━━ RECORD EXTRACTS ━━
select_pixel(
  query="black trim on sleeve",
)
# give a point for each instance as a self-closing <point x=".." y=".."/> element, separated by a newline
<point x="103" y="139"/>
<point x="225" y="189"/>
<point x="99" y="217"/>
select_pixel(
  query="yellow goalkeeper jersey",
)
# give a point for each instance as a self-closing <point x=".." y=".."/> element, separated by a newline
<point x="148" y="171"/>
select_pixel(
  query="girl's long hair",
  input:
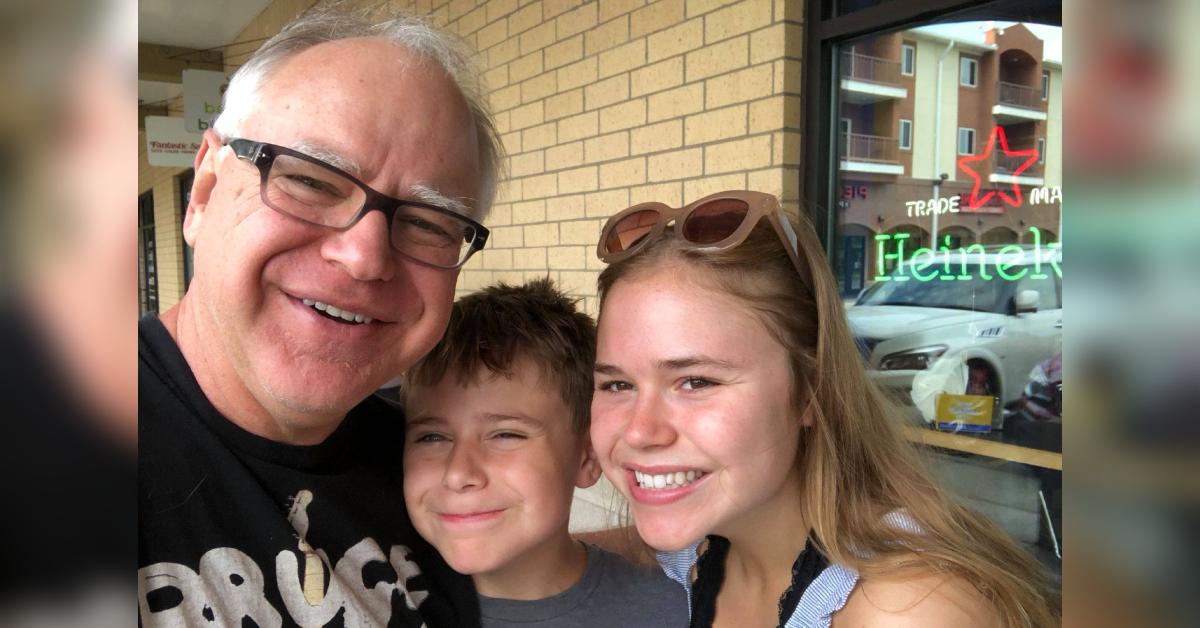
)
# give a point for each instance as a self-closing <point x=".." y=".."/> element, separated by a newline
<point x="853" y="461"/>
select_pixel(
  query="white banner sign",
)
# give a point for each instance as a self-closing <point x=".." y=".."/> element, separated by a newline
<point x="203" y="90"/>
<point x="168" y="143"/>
━━━
━━ RECORD EXTRACTS ━━
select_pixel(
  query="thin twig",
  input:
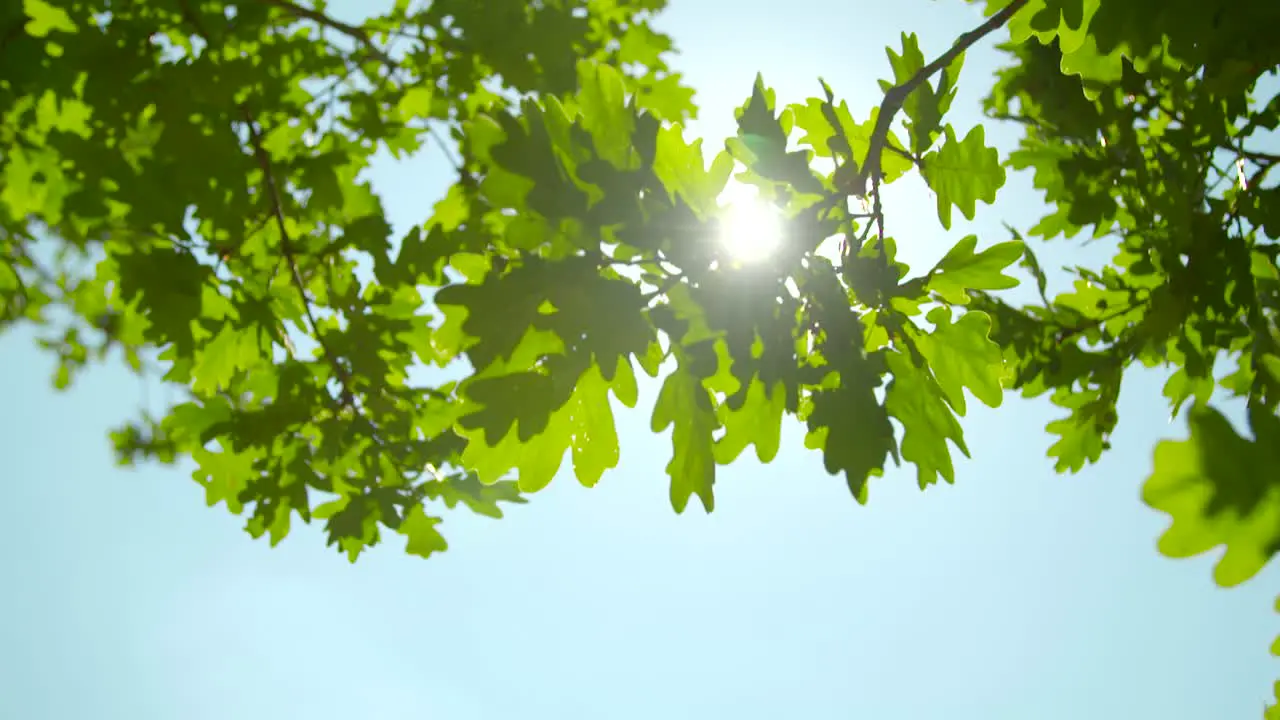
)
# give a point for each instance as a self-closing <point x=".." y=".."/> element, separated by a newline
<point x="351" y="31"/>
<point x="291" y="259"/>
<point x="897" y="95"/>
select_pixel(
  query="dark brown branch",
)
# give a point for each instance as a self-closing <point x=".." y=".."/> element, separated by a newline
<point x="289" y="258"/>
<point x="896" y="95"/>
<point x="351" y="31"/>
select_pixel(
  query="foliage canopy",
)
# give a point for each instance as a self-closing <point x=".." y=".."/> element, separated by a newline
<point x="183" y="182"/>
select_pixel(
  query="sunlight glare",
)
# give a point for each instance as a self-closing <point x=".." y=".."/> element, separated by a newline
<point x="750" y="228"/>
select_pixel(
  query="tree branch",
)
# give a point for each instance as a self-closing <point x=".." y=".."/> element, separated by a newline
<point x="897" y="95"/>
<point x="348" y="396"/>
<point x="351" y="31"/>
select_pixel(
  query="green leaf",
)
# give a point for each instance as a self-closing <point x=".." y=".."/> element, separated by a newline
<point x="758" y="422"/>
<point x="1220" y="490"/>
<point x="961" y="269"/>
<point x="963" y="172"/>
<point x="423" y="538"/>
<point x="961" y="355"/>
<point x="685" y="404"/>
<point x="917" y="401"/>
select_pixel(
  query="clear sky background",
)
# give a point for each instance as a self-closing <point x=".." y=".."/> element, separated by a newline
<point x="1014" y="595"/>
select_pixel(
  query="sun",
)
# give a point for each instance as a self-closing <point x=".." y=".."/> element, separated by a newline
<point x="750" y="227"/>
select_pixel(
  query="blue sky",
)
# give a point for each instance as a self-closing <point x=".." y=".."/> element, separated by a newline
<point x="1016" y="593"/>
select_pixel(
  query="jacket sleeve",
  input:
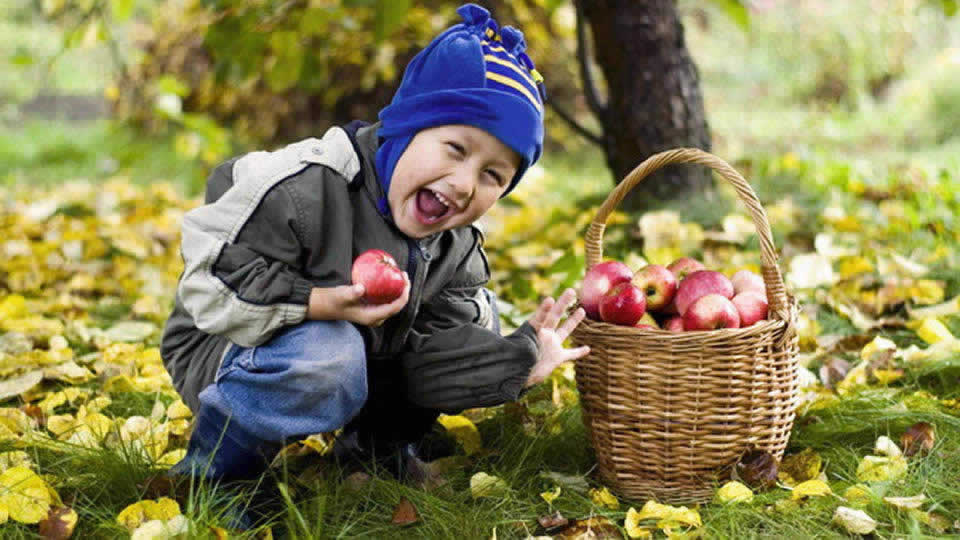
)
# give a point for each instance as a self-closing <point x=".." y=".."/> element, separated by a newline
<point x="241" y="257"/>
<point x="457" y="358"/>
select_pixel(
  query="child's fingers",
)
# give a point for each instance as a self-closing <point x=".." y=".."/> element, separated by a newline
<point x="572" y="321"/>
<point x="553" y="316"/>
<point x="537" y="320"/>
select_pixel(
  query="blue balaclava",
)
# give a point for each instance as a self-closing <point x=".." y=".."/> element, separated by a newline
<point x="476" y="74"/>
━━━
WORK INSTRUCTIONS: List every line of the records above that contains the string "sleeve", copying each one in full.

ANSWER:
  query="black trim on sleeve",
  query="jacket sleeve",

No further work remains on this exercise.